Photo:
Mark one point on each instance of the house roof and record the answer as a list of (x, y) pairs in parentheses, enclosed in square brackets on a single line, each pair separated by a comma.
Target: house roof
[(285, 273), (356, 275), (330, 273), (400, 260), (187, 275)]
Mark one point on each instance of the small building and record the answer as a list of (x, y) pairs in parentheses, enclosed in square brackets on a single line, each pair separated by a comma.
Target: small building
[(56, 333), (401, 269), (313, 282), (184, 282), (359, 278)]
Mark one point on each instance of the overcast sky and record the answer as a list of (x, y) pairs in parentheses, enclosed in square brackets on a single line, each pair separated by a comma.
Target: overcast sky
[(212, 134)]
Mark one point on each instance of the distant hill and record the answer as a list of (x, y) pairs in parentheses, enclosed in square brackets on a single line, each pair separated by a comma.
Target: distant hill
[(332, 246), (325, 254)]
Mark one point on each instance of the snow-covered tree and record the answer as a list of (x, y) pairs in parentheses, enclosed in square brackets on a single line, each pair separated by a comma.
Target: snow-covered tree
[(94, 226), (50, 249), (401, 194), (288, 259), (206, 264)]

..............................

Task directions:
Please print all the data again exactly as given.

Answer section:
Photo:
Mark one point on each instance of the house roof and record the answer as a list of (x, y) pairs in parentheses, enclosed in square brackets on a single line, each pair separated by a comma.
Target: house roof
[(285, 273), (356, 275), (330, 273), (400, 260), (187, 275)]
Mark one point on each instance of the small building and record the answer as a list of (x, y) pairs in parentheses, enclosed in square brackets on a single line, each pair separated by a comma.
Target: small building
[(56, 333), (401, 269), (313, 282), (184, 282), (359, 278)]
Mark one point on each instance of the overcast sky and record the answer as a list of (x, y) pairs in parentheses, enclosed in square brackets on a single line, each pair separated by a comma.
Target: overcast sky
[(212, 134)]
Mark one point on each instance of the distant hill and record the answer as a list of (x, y) pairs in parentheses, enclosed in square brackets on a single line, each pair separated by a comma.
Target: distant hill
[(332, 246), (325, 254)]
Mark one point on each instance of the snow-covered tree and record the answer as a list of (x, y) pairs in parentheses, enclosed in square brackets on a single line, each pair separated by a comma.
Target: snow-covered tree
[(94, 226), (50, 249), (401, 194), (288, 259), (206, 264)]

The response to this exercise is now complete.